TASK REQUIREMENTS:
Copy the records below word for word, starting at the line that contains "of the distant" and ending at the very last line of the records, with both of those lines included.
########
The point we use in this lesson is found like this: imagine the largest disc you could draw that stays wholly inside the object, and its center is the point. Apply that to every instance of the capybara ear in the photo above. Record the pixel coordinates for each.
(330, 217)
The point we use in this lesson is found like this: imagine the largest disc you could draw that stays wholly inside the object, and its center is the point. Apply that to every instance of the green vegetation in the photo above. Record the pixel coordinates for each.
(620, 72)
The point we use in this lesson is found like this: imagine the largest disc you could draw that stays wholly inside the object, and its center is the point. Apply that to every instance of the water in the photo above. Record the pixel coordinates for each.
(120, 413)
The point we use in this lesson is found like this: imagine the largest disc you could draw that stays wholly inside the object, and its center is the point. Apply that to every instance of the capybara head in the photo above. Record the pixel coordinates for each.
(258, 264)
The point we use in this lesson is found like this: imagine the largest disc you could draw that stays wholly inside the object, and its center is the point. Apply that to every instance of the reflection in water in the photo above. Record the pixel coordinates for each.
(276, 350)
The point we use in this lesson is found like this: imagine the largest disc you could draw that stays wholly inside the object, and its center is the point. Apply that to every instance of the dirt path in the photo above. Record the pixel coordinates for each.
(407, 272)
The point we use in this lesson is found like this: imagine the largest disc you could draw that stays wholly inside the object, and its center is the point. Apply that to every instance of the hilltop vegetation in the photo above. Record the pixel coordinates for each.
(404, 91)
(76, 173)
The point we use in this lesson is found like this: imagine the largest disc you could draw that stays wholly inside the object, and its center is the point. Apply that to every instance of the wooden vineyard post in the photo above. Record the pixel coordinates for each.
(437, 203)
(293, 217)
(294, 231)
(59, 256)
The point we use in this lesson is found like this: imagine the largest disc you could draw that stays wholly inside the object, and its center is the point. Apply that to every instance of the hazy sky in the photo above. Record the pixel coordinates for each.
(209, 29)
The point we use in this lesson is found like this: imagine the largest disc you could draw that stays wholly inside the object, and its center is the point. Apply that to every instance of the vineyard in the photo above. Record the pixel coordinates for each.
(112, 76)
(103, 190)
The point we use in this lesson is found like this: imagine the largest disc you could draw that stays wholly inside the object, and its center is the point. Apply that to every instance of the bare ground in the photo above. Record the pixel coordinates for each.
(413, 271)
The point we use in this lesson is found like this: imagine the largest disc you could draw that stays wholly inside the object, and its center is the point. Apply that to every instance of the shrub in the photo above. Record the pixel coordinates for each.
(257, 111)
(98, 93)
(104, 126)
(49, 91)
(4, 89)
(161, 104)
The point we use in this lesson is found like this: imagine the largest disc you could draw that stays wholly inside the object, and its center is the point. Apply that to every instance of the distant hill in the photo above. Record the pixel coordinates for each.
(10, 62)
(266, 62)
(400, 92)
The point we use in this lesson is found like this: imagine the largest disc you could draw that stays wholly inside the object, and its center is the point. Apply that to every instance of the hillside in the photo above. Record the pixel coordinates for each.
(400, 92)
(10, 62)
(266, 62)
########
FULL RESPONSE:
The point we use in this lesson is found like this: imagine the largest disc you could draw that stays wholly inside the object, and its center is the point. Apply that to every instance of the distant hill in the photo above. Record the pixel coordinates for each.
(10, 62)
(266, 62)
(400, 92)
The point we use in this lesson is found like this: imagine the largest disc you could draw that stays wholly inside the object, and its center is the point. Apply that to every instance of the hillside in the photo above. Record the pixel coordinates for each.
(400, 92)
(10, 62)
(266, 62)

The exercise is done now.